■ Opdracht 1: Haal uit de records elke regel die de tekenreeks "surface" bevat en neem die regels letterlijk over.

■ Leestekst:
____
Arrest inhoud

afdeling strafrecht parketnummer: 23-000118-25 datum uitspraak: 25 september 2025

TEGENSPRAAK

Arrest van het gerechtshof Amsterdam gewezen op het hoger beroep, ingesteld tegen het vonnis van de rechtbank Amsterdam van 29 maart 2023 in de gevoegde strafzaken onder de parketnummers 13-205339-22 (zaak A), 13-229848-21 (zaak B), alsmede 13-138722-21 (TUL) en 18-830204-19 (TUL) tegen:

[verdachte], geboren te [geboorteplaats] ( [geboorteland] ) op [geboortedag] 1969,gedetineerd in [detentieadres] .

1 Procesgang

De rechtbank Amsterdam heeft bij vonnis van 29 maart 2023 het in zaak A onder 1 en in zaak B onder 1, 2 en 3 ten laste gelegde bewezen verklaard, de verdachte van het in zaak A onder 2 ten laste gelegde vrijgesproken en hem de maatregel tot plaatsing in een inrichting voor stelselmatige daders (verder: ISD-maatregel) voor de duur van 2 jaren opgelegd. Daarnaast zijn beide vorderingen tot tenuitvoerlegging van voorwaardelijk opgelegde straffen afgewezen.

Het gerechtshof Amsterdam heeft bij arrest van 17 januari 2024 de verdachte niet-ontvankelijk in het hoger beroep verklaard, voor zover gericht tegen de (vrijspraak)beslissing van het in zaak A onder 2 ten laste gelegde. Daarnaast heeft het hof het in zaak A onder 1 en in zaak B onder 1 en 2 ten laste gelegde bewezen verklaard en de verdachte vrijgesproken voor het in zaak B onder 3 ten laste gelegde. Ook het hof heeft de verdachte de ISD-maatregel voor de duur van 2 jaren opgelegd en beide vorderingen tot tenuitvoerlegging van voorwaardelijk opgelegde straffen afgewezen.
____
■ Gegevensfragmenten:
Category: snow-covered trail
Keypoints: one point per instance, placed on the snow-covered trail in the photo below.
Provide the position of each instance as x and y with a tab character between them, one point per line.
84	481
____
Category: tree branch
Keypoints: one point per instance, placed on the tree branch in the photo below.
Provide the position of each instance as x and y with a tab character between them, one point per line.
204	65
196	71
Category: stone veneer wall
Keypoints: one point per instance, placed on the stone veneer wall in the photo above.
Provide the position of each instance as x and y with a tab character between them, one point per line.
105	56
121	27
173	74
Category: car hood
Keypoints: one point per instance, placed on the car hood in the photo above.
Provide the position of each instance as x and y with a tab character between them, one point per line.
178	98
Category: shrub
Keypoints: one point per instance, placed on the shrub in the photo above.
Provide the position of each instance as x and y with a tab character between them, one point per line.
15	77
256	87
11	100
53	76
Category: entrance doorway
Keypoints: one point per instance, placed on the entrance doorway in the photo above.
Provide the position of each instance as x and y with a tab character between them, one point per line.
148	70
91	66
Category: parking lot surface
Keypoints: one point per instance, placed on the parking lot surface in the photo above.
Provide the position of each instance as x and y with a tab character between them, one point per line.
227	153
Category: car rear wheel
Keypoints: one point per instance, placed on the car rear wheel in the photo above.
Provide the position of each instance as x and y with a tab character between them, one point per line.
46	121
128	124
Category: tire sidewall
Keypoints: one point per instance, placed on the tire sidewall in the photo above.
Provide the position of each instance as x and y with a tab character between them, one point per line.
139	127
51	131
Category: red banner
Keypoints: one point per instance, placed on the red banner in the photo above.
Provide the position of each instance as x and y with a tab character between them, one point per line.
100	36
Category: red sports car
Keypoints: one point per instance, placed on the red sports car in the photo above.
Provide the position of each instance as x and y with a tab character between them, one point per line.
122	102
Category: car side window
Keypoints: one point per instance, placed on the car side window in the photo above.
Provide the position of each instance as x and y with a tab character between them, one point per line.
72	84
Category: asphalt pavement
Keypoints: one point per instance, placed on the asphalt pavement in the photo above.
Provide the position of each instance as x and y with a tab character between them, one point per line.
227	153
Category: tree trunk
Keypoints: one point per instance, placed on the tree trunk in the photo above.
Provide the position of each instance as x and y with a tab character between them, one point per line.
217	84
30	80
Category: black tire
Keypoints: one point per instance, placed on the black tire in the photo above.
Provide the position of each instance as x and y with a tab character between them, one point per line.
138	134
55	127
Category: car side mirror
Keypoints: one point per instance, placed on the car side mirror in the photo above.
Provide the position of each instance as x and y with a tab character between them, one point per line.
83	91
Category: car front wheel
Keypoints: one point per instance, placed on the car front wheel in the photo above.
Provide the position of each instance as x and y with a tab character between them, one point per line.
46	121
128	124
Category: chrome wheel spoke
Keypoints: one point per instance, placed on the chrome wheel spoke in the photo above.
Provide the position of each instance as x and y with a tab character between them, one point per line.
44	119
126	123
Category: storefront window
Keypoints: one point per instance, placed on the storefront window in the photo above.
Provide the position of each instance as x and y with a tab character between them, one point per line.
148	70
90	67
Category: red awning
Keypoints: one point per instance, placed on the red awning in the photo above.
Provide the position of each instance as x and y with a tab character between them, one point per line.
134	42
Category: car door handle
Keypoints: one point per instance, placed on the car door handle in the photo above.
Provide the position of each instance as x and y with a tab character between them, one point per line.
____
■ Opdracht 2: Van welke datum is volgens het arrest het vonnis van de rechtbank Amsterdam?

■ Uitwerking 1:
Category: parking lot surface
Keypoints: one point per instance, placed on the parking lot surface in the photo above.

■ Uitwerking 2: 29 maart 2023